• [TASK ITEM]:
Give back the entries exactly as they read, leaving each image out.

[Collected data entries]
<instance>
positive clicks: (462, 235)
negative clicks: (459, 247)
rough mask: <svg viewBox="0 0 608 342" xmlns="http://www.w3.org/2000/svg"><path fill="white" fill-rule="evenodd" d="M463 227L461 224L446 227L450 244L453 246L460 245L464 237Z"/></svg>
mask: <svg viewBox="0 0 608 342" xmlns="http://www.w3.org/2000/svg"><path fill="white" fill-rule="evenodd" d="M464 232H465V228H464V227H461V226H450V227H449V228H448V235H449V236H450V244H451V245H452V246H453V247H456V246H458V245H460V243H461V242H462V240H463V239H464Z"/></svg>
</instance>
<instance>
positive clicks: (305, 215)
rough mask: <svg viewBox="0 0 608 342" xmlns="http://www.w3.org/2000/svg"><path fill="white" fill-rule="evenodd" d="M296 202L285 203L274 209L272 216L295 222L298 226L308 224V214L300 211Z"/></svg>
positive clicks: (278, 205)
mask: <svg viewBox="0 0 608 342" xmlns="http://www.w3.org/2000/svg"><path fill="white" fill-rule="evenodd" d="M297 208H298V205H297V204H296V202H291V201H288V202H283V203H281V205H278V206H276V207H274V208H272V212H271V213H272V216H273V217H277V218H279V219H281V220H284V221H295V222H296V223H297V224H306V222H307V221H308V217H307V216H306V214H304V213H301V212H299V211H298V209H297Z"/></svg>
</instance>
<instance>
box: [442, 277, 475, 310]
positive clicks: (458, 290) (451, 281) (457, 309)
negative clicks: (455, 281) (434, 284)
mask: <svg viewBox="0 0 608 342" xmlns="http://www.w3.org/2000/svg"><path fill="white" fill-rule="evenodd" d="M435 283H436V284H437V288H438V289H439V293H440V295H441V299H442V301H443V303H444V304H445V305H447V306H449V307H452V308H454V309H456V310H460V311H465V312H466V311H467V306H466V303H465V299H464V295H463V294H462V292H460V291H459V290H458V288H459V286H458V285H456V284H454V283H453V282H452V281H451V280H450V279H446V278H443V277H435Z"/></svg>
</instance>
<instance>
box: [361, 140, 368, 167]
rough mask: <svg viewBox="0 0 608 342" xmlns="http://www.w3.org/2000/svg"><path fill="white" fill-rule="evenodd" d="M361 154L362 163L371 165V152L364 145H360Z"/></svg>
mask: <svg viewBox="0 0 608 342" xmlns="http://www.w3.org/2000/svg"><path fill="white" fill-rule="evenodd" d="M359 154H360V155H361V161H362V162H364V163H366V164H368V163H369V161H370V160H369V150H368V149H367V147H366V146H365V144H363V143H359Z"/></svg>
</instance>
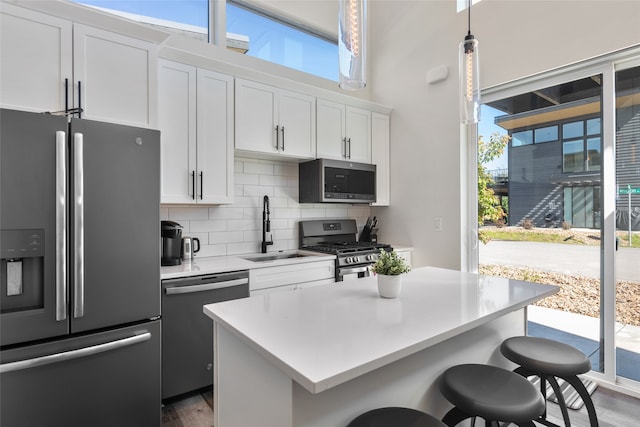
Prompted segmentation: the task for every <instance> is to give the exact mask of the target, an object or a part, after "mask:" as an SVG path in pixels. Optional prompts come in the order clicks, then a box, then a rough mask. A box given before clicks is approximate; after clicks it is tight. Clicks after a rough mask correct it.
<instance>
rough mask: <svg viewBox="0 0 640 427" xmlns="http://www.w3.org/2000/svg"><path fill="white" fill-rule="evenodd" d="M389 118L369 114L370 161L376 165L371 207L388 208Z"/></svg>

• [ANSWER AREA]:
<instance>
positive clicks: (462, 235)
negative clicks: (459, 247)
rough mask: <svg viewBox="0 0 608 342" xmlns="http://www.w3.org/2000/svg"><path fill="white" fill-rule="evenodd" d="M463 227L461 224L446 227L450 244L453 246L460 245L464 237Z"/></svg>
mask: <svg viewBox="0 0 608 342" xmlns="http://www.w3.org/2000/svg"><path fill="white" fill-rule="evenodd" d="M464 232H465V228H464V227H461V226H450V227H449V228H448V235H449V236H450V244H451V245H452V246H453V247H456V246H458V245H460V243H461V242H462V240H463V239H464Z"/></svg>
</instance>
<instance>
positive clicks: (305, 215)
rough mask: <svg viewBox="0 0 608 342" xmlns="http://www.w3.org/2000/svg"><path fill="white" fill-rule="evenodd" d="M296 202L285 203L274 209L272 216L295 222L298 226L308 224V214L300 211Z"/></svg>
positive clicks: (278, 205)
mask: <svg viewBox="0 0 608 342" xmlns="http://www.w3.org/2000/svg"><path fill="white" fill-rule="evenodd" d="M297 208H298V205H297V204H296V202H291V201H288V202H283V203H281V205H278V206H276V207H274V208H272V212H271V213H272V216H273V217H277V218H279V219H281V220H284V221H295V222H296V223H297V224H306V222H307V221H308V217H307V216H306V214H304V213H301V212H299V211H298V209H297Z"/></svg>
</instance>
<instance>
box: [442, 277, 475, 310]
positive clicks: (458, 290) (451, 281) (457, 309)
negative clicks: (455, 281) (434, 284)
mask: <svg viewBox="0 0 608 342" xmlns="http://www.w3.org/2000/svg"><path fill="white" fill-rule="evenodd" d="M435 283H436V284H437V288H438V289H439V293H440V295H441V299H442V301H443V303H444V304H445V305H447V306H449V307H452V308H454V309H456V310H460V311H465V312H466V311H467V306H466V303H465V299H464V295H463V294H462V292H460V291H459V290H458V288H459V286H458V285H456V284H454V283H453V282H452V281H451V280H450V279H446V278H443V277H435Z"/></svg>
</instance>
<instance>
box: [361, 140, 368, 167]
rough mask: <svg viewBox="0 0 608 342" xmlns="http://www.w3.org/2000/svg"><path fill="white" fill-rule="evenodd" d="M361 154L362 163L371 165V152L364 145H360Z"/></svg>
mask: <svg viewBox="0 0 608 342" xmlns="http://www.w3.org/2000/svg"><path fill="white" fill-rule="evenodd" d="M359 154H360V155H361V161H362V162H364V163H366V164H368V163H369V161H370V160H369V150H368V149H367V147H366V146H365V144H363V143H359Z"/></svg>
</instance>
Prompted segmentation: the task for every <instance> is to give the exact mask of the target, an object or a part, after "mask:" as an SVG path in pixels. Optional prompts come in the order clicks, then a box, then a rough mask. A box given before clicks is approximate; after clicks it is tight. Clicks after a rough mask correct it.
<instance>
rough mask: <svg viewBox="0 0 640 427" xmlns="http://www.w3.org/2000/svg"><path fill="white" fill-rule="evenodd" d="M389 118L369 114L370 161L376 165L371 207L388 208Z"/></svg>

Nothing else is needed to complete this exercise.